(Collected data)

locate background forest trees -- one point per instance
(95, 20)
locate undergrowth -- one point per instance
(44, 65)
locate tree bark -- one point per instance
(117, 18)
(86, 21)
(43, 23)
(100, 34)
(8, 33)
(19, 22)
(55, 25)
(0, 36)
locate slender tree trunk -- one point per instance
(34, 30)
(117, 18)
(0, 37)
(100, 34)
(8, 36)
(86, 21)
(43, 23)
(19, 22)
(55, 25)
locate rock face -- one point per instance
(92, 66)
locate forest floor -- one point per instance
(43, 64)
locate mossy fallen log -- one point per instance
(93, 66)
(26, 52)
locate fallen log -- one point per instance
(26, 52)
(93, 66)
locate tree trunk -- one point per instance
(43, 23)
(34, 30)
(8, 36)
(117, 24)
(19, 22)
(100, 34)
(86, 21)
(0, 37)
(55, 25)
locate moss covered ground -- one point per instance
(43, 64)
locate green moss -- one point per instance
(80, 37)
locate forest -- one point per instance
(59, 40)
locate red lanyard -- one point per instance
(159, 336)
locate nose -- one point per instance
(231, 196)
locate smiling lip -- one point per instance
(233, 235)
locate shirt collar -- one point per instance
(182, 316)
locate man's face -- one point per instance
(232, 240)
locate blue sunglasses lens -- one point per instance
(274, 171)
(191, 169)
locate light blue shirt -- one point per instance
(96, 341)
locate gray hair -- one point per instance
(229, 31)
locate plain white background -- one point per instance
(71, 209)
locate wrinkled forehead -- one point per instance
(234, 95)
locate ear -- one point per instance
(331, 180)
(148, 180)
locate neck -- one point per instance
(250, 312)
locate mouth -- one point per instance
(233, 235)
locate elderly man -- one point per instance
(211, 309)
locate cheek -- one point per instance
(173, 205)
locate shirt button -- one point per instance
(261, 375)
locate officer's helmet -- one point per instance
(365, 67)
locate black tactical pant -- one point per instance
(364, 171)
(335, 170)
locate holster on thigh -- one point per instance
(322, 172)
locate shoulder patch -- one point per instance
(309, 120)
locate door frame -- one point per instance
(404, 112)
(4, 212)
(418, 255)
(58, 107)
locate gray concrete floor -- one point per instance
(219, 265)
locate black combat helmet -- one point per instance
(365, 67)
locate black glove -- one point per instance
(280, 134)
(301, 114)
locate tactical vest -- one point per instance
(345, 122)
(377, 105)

• _ACTIVITY_: Would you repeat the records above without any changes?

• _OUTPUT FOR THIS EXERCISE_:
locate background forest trees -- one point per instance
(95, 20)
locate undergrowth -- one point per instance
(44, 65)
locate tree bark -- one point per instance
(117, 18)
(86, 21)
(43, 23)
(100, 34)
(8, 33)
(19, 22)
(55, 25)
(0, 36)
locate slender tree trunk -- one point per instance
(34, 30)
(117, 18)
(0, 37)
(100, 34)
(8, 36)
(86, 21)
(43, 23)
(19, 22)
(55, 25)
locate rock face -- one point per instance
(92, 66)
locate forest floor -- one point per instance
(43, 64)
locate mossy fallen log -- one point per instance
(93, 66)
(26, 52)
locate fallen log -- one point per instance
(26, 52)
(93, 66)
locate tree trunk -- one point per instance
(43, 23)
(34, 30)
(8, 36)
(117, 24)
(19, 22)
(100, 34)
(86, 21)
(0, 37)
(55, 25)
locate moss covered ground -- one point per instance
(43, 64)
locate green moss -- one point per instance
(80, 37)
locate forest -- one point per instance
(59, 40)
locate red lanyard -- one point per instance
(159, 336)
locate nose -- one point per instance
(231, 196)
locate smiling lip -- one point per instance
(233, 235)
locate shirt collar -- one point per instance
(182, 316)
locate man's face -- one point per instance
(232, 240)
locate blue sunglasses lens -- one point per instance
(274, 171)
(191, 169)
locate light blue shirt -- one point per instance
(96, 341)
locate gray hair -- one point per instance
(229, 31)
locate plain white background -- one point per instance
(71, 209)
locate wrinkled forehead -- one point per instance
(234, 95)
locate ear -- one point per instance
(331, 180)
(148, 180)
locate neck -- one point per instance
(250, 312)
locate mouth -- one point per instance
(233, 235)
locate elderly man -- one point per instance
(211, 309)
locate cheek -- one point per instance
(173, 205)
locate shirt button -- one point per instance
(261, 375)
locate officer's helmet -- one point per instance
(365, 67)
locate black tactical pant -- one point per instance
(364, 171)
(335, 170)
locate holster on thigh -- one point per instance
(322, 172)
locate shoulder patch -- one point per instance
(309, 120)
locate door frame -- one point per instance
(404, 112)
(4, 212)
(418, 255)
(58, 107)
locate gray concrete floor -- one point per instance
(219, 265)
locate black combat helmet -- one point per instance
(365, 67)
locate black glove -- one point per instance
(280, 134)
(301, 114)
locate tactical vest -- one point per instance
(345, 122)
(377, 105)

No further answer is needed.